* **Objective A**
Answer these from the Sinkhorn iterations page, each on its own line marked the same way:
(i) Why is the KL divergence not considered a distance?
(ii) What other name does the page give the measure posed by the Wasserstein distance?
(iii) What is the only extra information needed for the Wasserstein distance?
* **Objective B**
From the Sinkhorn iterations page, copy word for word the stretch that begins at the words "The only extra" and ends after the words "the discrete distributions.".
* **Objective C**
Turn the paragraph of the Sinkhorn iterations page that starts "The only extra information we need" into a short list that keeps its main facts.

** START OF Passage to read **

Sinkhorn Iterations
Computing Wasserstein Distances
Computing the difference between two distributions is a problem commonly encountered in machine learning. Monte Carlo approximations of the KL divergence commonly suffer from the problem of sampling from the proposal distribution and computing relevant statistics with respect to the target distribution. In this case a problem can arise when the support of the proposal distribution from which the samples are drawn does not match the support of the target distribution. Intuitively one can image two Normal distributions with vastly different means and similar covariance matrices. It will be very hard to draw a sample from the source distribution which also lies in the support of the target distribution. The KL divergence is not symmetric in that respect since swapping the two distributions will give different loss values. The non-symmetry is the reason the KL divergence is not considered a distance, but only a divergence.
Ultimately, we are dependent on the proposal distribution in the KL divergence to cover the support of the target distribution with sufficient probability mass such that we can sample from the relevant portions of the target distribution. For the more interested reader, I would recommend reading up on Forward and Backward KL divergences and the behaviour of mode-seeking and mean-seeking.
The Wasserstein distance provides a remedy for this by posing a different distance measure: the earth mover distance. Contrary to the KL divergence, the Wasserstein distance asks how much probability mass we need to move around the source target distribution such that it matches the target distribution. This notion is independent of the support of the distribution and one of the reasons why it has become popular in GAN’s.
The only extra information we need is a cost matrix which determines how expensive it is to move probability mass from one point in the source distribution to another point in the source distribution. In the analogy of moving mass around, one can imagine that it is more work to move some mass for five ‘steps’ than it is to just move the same mass one step away. While the earth mover distance can be derived for continuous distributions, it’s easiest to visualize with discrete distributions and moving probability mass between the ‘buckets’ of the discrete distributions.

** END OF Passage to read **
** START OF Dataset excerpts **

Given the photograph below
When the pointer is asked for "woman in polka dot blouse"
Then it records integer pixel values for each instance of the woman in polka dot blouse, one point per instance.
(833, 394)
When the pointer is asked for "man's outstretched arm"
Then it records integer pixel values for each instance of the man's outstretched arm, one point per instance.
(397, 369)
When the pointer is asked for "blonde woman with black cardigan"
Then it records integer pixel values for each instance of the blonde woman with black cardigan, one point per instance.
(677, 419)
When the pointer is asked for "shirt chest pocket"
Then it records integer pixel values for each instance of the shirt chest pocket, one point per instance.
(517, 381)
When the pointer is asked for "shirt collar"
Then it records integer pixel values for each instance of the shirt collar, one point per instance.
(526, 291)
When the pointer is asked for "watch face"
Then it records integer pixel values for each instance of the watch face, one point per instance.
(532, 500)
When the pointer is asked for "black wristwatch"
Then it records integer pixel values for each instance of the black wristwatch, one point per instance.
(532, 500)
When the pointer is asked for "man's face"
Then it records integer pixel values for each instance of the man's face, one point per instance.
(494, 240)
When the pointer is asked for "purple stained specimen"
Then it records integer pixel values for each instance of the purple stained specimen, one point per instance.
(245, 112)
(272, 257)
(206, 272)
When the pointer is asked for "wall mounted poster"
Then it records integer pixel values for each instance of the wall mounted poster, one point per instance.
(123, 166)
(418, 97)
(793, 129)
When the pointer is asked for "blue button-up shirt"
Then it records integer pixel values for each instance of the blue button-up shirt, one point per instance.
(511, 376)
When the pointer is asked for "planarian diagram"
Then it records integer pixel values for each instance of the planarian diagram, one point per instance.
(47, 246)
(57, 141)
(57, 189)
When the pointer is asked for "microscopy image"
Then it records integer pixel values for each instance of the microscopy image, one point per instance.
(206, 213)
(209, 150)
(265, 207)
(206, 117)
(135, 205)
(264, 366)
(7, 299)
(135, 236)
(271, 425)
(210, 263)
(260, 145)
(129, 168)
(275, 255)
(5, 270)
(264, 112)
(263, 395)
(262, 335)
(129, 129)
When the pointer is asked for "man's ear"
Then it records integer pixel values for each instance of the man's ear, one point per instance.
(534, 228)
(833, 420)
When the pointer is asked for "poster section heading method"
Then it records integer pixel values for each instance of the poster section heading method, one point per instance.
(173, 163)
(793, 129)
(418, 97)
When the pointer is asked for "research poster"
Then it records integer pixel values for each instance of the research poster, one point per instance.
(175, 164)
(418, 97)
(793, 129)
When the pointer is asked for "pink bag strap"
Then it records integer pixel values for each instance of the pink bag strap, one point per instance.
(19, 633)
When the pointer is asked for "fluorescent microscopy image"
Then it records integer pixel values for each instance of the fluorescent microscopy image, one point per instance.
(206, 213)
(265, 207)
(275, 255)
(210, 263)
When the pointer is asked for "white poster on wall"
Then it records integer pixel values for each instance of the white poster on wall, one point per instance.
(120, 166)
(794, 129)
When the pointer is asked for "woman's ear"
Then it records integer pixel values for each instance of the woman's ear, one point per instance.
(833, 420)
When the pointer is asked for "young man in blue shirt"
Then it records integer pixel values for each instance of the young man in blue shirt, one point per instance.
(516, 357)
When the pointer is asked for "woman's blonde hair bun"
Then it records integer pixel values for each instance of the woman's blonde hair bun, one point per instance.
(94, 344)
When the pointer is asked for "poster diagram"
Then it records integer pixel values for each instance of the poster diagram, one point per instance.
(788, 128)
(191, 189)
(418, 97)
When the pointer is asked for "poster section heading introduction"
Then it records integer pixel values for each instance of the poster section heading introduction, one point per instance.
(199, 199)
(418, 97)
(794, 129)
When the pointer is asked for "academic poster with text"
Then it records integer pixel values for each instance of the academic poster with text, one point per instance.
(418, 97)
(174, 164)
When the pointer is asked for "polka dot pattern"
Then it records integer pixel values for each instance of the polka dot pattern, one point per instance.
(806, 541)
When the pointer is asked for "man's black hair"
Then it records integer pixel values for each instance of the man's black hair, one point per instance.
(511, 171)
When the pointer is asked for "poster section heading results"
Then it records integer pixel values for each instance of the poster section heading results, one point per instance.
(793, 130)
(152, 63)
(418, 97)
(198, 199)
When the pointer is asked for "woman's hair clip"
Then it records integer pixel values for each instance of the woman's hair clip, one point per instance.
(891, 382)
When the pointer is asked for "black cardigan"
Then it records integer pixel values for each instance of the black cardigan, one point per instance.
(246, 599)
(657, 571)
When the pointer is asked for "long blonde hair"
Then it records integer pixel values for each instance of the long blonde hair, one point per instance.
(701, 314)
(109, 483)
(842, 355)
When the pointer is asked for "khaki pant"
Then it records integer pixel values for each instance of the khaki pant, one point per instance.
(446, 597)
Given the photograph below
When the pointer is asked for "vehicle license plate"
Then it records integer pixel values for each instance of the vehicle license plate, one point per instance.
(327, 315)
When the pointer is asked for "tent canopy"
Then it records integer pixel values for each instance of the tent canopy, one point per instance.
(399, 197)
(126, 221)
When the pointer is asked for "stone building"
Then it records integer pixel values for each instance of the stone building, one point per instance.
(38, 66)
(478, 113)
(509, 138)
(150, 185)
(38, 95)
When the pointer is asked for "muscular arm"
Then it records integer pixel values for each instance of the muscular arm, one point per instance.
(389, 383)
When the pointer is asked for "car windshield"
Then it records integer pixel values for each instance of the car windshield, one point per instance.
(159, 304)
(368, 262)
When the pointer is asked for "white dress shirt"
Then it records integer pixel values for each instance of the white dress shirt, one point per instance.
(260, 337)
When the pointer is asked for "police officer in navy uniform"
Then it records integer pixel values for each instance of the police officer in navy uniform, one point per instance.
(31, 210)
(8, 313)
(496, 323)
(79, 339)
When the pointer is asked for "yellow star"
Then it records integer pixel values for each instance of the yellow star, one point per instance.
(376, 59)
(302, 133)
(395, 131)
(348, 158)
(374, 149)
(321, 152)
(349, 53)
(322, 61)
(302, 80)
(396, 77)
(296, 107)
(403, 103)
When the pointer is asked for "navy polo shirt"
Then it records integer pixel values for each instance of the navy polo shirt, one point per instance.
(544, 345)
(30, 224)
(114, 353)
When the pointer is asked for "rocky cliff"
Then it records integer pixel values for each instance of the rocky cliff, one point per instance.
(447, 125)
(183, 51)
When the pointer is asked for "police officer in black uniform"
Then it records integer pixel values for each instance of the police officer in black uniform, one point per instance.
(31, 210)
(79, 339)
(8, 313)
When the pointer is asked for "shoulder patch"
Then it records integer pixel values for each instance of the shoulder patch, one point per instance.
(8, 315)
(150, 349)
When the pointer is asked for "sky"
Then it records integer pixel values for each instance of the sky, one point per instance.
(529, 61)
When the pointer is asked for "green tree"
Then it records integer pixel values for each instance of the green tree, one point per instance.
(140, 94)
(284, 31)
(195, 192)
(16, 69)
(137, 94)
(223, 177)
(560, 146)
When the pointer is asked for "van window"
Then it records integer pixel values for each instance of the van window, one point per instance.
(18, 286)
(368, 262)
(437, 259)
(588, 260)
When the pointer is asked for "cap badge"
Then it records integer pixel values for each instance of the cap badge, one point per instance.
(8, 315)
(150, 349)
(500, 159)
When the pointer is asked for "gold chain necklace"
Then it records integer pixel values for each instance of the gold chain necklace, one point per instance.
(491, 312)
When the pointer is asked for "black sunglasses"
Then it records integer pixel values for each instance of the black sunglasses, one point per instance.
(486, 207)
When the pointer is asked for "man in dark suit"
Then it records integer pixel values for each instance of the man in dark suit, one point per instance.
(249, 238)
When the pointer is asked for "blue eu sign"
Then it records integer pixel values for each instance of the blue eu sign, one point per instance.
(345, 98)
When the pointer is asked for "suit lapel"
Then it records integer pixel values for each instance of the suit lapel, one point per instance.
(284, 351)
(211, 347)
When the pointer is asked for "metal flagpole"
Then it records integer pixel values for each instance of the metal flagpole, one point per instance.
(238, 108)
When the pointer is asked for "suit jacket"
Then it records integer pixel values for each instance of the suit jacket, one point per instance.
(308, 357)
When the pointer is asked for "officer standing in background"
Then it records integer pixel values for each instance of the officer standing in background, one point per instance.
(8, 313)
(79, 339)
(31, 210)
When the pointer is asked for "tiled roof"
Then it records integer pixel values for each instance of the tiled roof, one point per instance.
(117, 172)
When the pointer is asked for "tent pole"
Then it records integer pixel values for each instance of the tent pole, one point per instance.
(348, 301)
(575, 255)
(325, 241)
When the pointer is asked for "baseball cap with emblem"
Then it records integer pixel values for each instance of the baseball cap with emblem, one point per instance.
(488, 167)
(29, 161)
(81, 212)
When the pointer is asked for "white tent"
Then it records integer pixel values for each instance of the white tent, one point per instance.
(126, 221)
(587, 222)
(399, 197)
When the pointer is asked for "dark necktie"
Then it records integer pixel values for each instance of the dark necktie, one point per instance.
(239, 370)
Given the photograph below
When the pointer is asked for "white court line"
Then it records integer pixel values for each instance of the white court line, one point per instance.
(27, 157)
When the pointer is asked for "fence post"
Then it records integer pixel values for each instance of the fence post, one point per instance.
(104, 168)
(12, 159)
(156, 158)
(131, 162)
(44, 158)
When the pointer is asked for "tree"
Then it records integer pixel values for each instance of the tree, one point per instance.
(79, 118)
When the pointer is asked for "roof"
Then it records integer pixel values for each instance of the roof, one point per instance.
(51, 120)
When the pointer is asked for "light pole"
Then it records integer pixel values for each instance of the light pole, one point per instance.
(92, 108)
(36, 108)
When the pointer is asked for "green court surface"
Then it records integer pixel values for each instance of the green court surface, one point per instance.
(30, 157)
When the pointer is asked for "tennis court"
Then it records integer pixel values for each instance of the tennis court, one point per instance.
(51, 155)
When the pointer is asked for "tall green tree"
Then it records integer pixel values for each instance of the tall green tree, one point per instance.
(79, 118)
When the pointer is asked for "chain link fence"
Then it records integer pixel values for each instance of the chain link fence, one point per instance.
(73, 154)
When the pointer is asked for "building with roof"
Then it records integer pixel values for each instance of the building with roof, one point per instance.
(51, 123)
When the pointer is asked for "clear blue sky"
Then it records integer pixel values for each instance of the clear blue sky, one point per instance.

** END OF Dataset excerpts **

* **Right answer A**
(i) Because it is not symmetric: swapping the two distributions gives different loss values.
(ii) The earth mover distance.
(iii) A cost matrix that sets how expensive it is to move probability mass from one point to another.

* **Right answer B**
The only extra information we need is a cost matrix which determines how expensive it is to move probability mass from one point in the source distribution to another point in the source distribution. In the analogy of moving mass around, one can imagine that it is more work to move some mass for five ‘steps’ than it is to just move the same mass one step away. While the earth mover distance can be derived for continuous distributions, it’s easiest to visualize with discrete distributions and moving probability mass between the ‘buckets’ of the discrete distributions.

* **Right answer C**
- The only extra information needed is a cost matrix.
- The matrix sets how expensive it is to move probability mass from one point to another.
- Moving some mass five "steps" takes more work than moving the same mass one step.
- The earth mover distance can be derived for continuous distributions.
- It is easiest to picture with discrete distributions, moving probability mass between their "buckets."